WHAT NEEDS TO BE DONE. Locate the string "tree" in the listing below. Copy every line where it is found.

SOURCE MATERIAL.
•••••
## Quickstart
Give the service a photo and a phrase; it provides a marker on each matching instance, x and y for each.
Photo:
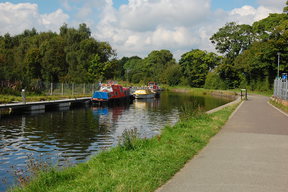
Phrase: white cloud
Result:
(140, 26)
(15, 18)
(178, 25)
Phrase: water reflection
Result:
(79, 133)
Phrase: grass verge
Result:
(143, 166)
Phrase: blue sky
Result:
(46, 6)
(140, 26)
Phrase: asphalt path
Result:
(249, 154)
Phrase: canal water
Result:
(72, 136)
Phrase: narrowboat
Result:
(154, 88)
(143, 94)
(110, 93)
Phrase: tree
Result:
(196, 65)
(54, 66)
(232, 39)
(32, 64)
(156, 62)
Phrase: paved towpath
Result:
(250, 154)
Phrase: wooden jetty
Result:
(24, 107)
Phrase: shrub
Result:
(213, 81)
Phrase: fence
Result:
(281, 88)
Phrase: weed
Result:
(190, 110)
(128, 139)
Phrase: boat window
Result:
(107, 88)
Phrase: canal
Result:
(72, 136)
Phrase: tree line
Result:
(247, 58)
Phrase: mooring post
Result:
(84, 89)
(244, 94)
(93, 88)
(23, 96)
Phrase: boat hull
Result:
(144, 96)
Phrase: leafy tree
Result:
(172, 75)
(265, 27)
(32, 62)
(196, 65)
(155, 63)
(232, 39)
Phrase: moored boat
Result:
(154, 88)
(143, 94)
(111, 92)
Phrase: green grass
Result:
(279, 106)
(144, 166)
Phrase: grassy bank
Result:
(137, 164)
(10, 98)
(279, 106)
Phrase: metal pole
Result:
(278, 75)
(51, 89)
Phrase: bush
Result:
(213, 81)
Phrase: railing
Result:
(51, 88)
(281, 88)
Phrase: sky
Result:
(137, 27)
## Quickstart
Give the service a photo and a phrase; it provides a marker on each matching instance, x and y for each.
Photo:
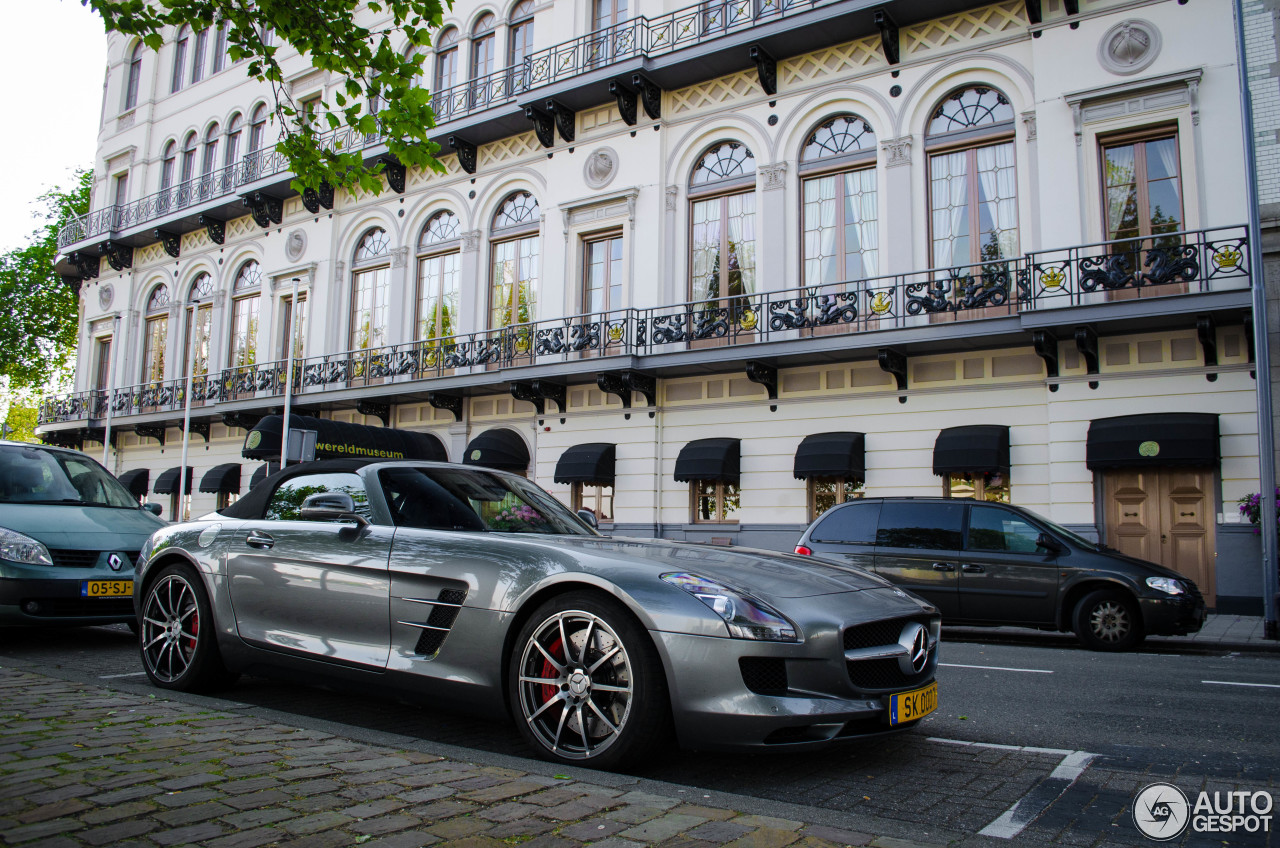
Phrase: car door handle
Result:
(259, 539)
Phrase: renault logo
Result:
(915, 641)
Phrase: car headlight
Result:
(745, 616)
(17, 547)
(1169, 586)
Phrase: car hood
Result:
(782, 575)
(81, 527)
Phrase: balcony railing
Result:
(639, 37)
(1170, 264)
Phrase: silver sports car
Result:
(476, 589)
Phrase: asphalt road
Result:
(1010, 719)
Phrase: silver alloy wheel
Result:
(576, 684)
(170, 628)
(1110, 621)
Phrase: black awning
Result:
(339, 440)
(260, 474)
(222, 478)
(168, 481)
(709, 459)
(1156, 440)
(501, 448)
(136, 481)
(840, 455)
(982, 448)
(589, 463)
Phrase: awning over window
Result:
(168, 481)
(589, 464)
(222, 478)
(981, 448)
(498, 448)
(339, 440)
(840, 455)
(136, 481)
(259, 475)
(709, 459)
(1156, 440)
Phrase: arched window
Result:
•••••
YOUR RESPONSE.
Phrase: tree
Phrase: tree line
Phrase: leafy tree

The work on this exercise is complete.